=== Selection ===
We want to keep compatibility with papermill (although I agree that converting tuples into strings is an odd API choice).

I'm open to extending the API so users can customize the translator, what's the use case for this? wouldn't it be easier to convert the tuple into a list before executing the notebook?

@blakeNaccarato
Copy link
Author

blakeNaccarato commented Nov 21, 2023

We want to keep compatibility with papermill

Yeah, the papermill compatibility guarantee is understandable.

wouldn't it be easier to convert the tuple into a list before executing the notebook?

Yes, that's what I ended up doing in my case.

I'm open to extending the API so users can customize the translator, what's the use case for this?

I think I'm hitting these surprises because I'm interacting with namespaces of parametrized notebooks, a less-common use-case. I chose ploomber-engine instead of Ploomber proper to keep it lightweight and more adaptable to the patterns I'm using (particularly in testing).

I am injecting parameters and handling namespaces in calling code. One rationale is to keep file-IO logic out of the notebook logic. In tests, I pass different parameters through a notebook and assert certain namespace results.

Allowing a substitute translator would probably be better than special-casing the existing translator. I figured it could be a slippery-slope if you do tuple today, then someone wants slices, and so-on. An alternative extension point would allow users to pass an override mapping of types to handler functions, which wouldn't require subclassing Translator.

But a reasonable choice is also "the translator works the way that it does, we'll make sure the surprises are well-documented". It's really not that big of a deal to be limited to str, bool, int, float, dict, and list. If you like, I'm open to authoring the documentation change if that's the path chosen. I could also manage the feature implementation if that's the choice, once an approach is decided.

As an aside, get_namespace() doesn't directly accept parametrization like execute_notebook()does. So this requires importing some ploomber_engine internals, ploomber_engine._util.parametrize_notebook. Facilitating that on get_namespace() would be really cool!

I've provided more implementation details of this use-case below.

Details

Function get_nb_ns(), getting parametrized namespace using ploomber-engine internals

Also allows returning a subset of the notebook namespace, e.g. usually just a few attributes for manipulation in module code.

def get_nb_ns(
    nb: str, params: Params = NO_PARAMS, attributes: Attributes = NO_ATTRS
) -> SimpleNamespace:
    """Get notebook namespace, optionally parametrizing it."""
    nb_client = get_nb_client(nb)
    # We can't just `nb_client.execute(params=...)` since`nb_client.get_namespace()`
    # would execute all over again
    if params:
        parametrize_notebook(nb_client._nb, parameters=params)  # noqa: SLF001
    namespace = nb_client.get_namespace()
    return SimpleNamespace(
        **({attr: namespace[attr] for attr in attributes} if attributes else namespace)
=== Data section ===
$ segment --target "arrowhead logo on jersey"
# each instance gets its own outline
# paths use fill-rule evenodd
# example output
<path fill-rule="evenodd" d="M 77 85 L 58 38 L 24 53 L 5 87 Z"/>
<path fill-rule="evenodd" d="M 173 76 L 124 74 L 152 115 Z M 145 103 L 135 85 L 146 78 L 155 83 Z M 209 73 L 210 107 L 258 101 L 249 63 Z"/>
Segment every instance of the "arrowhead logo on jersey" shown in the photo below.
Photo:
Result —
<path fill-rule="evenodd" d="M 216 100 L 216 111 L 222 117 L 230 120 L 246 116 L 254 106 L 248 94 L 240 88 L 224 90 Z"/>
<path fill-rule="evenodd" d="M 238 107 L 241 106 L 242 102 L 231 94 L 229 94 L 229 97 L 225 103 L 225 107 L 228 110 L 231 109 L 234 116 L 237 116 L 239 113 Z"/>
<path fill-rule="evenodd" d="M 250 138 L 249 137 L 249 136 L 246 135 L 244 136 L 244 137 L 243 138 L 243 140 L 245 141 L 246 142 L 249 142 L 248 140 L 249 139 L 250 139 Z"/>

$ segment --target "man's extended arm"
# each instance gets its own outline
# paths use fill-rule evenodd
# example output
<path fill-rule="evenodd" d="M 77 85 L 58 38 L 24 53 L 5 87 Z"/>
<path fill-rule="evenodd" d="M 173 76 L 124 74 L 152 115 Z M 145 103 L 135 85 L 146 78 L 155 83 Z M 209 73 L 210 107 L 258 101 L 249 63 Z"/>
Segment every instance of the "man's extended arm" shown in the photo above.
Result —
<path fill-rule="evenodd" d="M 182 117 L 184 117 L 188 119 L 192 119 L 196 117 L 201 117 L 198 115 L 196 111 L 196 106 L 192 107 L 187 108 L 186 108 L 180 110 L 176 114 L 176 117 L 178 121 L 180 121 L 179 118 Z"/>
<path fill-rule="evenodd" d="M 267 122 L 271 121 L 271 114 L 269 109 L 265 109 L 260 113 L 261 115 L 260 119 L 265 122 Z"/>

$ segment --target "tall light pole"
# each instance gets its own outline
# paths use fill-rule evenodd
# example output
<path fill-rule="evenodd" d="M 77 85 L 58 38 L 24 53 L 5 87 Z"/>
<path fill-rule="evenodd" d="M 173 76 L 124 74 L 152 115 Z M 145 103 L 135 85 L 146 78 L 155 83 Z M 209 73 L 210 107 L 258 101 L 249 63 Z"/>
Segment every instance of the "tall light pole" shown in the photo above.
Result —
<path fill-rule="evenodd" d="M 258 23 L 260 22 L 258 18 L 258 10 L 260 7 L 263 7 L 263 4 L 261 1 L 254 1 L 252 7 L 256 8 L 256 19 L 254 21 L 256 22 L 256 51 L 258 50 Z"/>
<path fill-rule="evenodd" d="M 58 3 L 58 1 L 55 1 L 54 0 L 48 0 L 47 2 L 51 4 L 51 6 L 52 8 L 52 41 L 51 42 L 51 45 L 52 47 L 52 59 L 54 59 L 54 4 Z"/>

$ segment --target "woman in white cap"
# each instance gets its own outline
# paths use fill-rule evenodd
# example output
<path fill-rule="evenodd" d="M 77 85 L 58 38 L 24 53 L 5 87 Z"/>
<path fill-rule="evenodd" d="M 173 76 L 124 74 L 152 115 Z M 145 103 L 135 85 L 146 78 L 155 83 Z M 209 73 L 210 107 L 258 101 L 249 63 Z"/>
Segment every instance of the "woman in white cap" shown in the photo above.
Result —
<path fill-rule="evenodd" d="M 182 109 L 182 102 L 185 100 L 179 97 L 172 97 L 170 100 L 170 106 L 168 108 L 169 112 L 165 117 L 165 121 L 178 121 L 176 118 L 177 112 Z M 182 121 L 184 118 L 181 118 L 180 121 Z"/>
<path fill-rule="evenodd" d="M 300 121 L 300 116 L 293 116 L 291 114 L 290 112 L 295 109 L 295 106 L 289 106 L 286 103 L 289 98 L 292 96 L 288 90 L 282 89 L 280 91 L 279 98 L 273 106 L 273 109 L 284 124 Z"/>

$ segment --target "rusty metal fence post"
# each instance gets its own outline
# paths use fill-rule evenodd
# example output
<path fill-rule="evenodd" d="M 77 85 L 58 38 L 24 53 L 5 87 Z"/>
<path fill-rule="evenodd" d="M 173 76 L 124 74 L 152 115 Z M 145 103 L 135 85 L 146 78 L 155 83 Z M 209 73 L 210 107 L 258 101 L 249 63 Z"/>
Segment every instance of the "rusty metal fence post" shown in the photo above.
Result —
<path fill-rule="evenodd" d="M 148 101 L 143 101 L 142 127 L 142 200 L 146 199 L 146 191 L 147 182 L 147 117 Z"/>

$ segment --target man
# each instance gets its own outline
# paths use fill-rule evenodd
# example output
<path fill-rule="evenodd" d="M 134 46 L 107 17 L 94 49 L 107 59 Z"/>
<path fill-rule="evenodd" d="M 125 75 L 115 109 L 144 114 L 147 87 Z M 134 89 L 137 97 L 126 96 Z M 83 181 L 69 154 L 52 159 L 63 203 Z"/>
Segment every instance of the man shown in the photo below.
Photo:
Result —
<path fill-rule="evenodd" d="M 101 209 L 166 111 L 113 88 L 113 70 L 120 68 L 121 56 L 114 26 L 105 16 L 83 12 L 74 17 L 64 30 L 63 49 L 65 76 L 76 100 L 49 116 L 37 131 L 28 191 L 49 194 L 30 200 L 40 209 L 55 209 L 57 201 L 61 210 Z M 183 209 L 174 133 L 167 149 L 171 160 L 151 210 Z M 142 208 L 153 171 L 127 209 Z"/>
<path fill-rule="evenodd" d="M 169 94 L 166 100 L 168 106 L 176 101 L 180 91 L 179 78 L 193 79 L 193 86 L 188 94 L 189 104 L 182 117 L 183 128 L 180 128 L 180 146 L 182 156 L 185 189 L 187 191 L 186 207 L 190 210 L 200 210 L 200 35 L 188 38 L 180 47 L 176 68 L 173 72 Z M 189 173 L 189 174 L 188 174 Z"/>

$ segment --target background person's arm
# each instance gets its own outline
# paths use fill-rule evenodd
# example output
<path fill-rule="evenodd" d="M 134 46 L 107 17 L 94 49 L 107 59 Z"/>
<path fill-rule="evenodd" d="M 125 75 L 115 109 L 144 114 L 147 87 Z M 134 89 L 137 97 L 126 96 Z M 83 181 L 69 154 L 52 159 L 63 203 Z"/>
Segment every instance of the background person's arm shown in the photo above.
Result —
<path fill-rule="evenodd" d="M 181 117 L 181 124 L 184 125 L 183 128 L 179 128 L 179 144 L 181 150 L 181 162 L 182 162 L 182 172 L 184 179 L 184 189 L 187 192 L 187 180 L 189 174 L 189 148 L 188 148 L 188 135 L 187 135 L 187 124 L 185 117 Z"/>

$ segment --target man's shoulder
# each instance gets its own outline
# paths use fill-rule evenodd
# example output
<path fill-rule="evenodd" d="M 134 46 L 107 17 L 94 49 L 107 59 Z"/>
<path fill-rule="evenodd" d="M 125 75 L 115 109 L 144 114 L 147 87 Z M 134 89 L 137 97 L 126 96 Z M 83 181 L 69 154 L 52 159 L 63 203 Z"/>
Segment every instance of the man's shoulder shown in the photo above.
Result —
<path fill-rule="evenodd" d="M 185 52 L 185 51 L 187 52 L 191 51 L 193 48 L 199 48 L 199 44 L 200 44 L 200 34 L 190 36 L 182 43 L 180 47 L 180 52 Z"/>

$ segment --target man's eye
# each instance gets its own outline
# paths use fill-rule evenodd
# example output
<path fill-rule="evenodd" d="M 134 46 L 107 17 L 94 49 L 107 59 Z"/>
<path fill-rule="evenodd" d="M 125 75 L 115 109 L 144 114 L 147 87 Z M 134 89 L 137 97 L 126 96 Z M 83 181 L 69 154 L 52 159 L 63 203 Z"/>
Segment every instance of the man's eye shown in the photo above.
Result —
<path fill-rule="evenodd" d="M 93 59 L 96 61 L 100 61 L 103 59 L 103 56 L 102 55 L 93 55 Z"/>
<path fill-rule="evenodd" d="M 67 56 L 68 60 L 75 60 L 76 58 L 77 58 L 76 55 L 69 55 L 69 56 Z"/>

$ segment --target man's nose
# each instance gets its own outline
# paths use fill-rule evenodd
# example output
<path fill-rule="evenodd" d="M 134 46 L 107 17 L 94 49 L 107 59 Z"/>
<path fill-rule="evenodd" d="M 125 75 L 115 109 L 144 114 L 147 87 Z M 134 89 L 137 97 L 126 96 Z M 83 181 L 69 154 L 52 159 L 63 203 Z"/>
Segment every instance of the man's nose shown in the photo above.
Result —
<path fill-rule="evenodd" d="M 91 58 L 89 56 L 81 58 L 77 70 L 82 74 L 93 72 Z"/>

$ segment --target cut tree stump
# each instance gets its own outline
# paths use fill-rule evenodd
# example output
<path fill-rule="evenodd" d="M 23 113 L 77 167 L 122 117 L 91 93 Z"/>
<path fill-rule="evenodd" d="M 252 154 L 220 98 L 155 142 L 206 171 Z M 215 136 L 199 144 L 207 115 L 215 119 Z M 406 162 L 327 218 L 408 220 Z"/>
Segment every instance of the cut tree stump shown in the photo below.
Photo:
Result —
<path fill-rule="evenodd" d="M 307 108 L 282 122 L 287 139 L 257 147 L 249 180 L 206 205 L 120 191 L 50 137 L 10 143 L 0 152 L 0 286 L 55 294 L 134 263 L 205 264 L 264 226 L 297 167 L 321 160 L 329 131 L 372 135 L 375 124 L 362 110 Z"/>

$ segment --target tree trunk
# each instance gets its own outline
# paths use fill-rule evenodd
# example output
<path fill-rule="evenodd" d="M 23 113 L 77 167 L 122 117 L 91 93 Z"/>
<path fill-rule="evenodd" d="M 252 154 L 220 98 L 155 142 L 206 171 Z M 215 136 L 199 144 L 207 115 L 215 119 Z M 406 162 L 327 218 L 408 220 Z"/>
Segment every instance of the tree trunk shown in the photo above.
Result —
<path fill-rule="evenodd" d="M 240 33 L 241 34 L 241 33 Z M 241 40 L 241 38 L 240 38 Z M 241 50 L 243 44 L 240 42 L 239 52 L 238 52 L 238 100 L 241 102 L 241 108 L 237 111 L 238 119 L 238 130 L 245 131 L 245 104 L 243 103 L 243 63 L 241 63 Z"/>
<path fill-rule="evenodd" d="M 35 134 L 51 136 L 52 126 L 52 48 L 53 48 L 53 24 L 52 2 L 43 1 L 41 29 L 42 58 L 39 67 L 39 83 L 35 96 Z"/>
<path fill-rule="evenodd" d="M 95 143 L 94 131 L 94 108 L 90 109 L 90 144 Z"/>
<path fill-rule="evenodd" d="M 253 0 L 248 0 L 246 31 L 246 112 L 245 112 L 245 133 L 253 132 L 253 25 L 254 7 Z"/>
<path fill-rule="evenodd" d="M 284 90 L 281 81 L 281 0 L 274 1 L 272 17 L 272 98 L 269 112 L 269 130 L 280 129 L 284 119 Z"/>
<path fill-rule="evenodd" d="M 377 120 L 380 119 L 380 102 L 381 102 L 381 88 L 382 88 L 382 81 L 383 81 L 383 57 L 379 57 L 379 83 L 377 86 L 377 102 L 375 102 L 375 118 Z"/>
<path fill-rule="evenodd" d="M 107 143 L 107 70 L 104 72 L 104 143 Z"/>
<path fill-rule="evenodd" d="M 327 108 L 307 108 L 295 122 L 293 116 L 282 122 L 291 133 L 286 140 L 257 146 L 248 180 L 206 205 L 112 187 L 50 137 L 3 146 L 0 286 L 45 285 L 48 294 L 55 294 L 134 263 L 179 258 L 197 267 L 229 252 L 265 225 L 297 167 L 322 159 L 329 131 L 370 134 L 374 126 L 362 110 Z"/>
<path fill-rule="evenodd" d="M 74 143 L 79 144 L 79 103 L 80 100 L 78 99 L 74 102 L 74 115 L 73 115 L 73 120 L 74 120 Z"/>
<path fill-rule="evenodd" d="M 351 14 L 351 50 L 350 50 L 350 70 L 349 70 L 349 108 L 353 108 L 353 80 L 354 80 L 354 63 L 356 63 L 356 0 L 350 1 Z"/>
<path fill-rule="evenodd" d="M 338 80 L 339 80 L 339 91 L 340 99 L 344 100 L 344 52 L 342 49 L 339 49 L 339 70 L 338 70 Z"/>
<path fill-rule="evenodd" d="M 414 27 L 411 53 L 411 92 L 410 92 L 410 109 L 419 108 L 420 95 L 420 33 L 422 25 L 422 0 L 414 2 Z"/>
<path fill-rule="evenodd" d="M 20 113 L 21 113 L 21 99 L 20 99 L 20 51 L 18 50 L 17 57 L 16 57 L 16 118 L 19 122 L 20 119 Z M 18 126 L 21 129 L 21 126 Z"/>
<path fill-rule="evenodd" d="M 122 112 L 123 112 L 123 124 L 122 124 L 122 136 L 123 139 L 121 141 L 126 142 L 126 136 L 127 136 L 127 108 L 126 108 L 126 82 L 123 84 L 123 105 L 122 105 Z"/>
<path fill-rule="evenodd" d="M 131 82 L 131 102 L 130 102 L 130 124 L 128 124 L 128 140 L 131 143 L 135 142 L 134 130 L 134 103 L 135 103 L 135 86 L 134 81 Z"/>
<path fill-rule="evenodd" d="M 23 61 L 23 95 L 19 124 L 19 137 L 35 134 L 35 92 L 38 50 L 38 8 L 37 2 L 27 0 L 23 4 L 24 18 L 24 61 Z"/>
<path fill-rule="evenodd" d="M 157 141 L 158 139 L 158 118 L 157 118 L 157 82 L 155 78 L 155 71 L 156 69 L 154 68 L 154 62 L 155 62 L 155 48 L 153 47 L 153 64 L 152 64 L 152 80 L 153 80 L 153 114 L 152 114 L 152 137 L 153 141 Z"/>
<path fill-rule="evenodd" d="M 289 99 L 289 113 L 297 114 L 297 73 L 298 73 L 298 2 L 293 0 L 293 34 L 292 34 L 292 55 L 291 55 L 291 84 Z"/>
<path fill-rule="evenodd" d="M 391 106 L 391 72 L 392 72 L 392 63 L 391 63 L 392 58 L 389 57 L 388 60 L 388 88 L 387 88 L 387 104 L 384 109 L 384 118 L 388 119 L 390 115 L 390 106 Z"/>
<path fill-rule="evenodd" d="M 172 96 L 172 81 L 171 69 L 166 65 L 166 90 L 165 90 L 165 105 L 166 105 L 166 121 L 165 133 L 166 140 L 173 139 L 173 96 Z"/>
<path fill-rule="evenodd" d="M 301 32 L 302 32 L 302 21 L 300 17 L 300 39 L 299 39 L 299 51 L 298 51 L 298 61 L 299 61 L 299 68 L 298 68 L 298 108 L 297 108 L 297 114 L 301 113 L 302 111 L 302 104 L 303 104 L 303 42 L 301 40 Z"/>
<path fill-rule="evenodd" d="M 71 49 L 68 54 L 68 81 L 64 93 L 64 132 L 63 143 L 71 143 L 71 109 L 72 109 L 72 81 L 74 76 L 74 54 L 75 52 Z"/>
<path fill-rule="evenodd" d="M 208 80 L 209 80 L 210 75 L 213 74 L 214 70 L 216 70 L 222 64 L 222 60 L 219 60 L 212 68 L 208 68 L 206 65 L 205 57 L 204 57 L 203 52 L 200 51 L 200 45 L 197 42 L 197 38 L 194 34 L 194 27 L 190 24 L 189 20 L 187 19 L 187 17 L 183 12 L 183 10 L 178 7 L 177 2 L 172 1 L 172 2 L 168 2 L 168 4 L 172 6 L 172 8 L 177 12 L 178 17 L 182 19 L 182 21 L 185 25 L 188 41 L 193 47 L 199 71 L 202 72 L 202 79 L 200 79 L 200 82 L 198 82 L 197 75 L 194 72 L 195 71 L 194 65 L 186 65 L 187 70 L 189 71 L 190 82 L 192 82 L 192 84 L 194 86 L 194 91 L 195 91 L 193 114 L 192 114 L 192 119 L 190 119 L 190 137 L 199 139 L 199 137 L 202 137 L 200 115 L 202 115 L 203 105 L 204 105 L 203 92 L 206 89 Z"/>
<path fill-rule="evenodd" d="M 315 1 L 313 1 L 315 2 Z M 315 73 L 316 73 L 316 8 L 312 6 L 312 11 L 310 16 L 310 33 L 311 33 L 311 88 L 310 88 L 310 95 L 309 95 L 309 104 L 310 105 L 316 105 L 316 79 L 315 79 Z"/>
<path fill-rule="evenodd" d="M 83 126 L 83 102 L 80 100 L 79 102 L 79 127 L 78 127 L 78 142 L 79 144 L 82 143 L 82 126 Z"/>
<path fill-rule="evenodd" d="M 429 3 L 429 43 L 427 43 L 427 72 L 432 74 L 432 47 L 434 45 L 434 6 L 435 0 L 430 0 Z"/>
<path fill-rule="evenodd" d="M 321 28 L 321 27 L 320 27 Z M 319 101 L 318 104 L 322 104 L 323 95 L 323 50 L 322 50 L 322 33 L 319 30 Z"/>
===
**Exercise requirements:**
1. Using the ploomber-engine discussion, answer each question:
(a) Why did the author pick ploomber-engine over Ploomber proper?
(b) Which types does the author say the translator is limited to?
(c) Which internal function has to be imported because get_namespace() doesn't accept parametrization?
2. Carry the ploomber-engine discussion on from the point where it stops.
You can leave the material aside, since none of it is used.

**The results:**
1.
(a) To keep it lightweight and more adaptable to the author's patterns, particularly in testing.
(b) str, bool, int, float, dict, and list.
(c) ploomber_engine._util.parametrize_notebook.

2.
    )

Implementation of export_contours()

The below export_contours() is run concurrently for different inputs via ProcessPoolExecutor to run the notebook for different conditions and write a resulting namespace object to HDF. This facilitates "sandwiching" the notebook logic with parameters and file I/O.

def export_contours(params: Params):
    """Export contours."""
    dest = EXP_DATA / "contours"
    ns = get_nb_ns(nb=read_exp_nb("find_contours"), params=params)
    dest.mkdir(exist_ok=True)
    path = (dest / f"contours_{ns.PATH_TIME}").with_suffix(".h5")
    ns.contours.to_hdf(path, key="contours", complib="zlib", complevel=9)

Some tests exercising notebook namespaces (parametrization boilerplate omitted)

...
def test_custom_features(ns, ax):
    ns.objects.plot(ax=ax)
    assert_index_equal(ns.objects.columns, ns.my_objects.columns, check_order=False)  # type: ignore
...
def test_find_collapse(ns):
    objects = ns.nondimensionalized_departing_long_lived_objects
    assert objects["Dimensionless bubble diameter"].min() < 0.2
...
def test_get_thermal_data(ns):
    assert ns.data.subcool.mean() == pytest.approx(3.65, abs=0.01, rel=0.01)

@edublancas
Copy link
Contributor

Thanks for the detailed answer!

I think we can break down the action items:

  1. Document how the parameter translation works so users know which data types are supported (and that any unsupported one is converted into a string)
  2. We can adopt a subclass approach to customize PloomberClient (see code below)
  3. If you also want to work on adding parametrization support for get_namespace, feel free to! Just open a new issue so we can track progress separately

Subclassing PloomberClient:

class MyCustomClient(PloomberClient):

    def translate_parameters(self, parameters):
        # custom translation logic

client = MyCustomClient(...)
client.execute(...)

This would imply modifying PloomberClient so it uses a default translator but subclasses could override this by re-writing a translate_parameters method. Thoughts?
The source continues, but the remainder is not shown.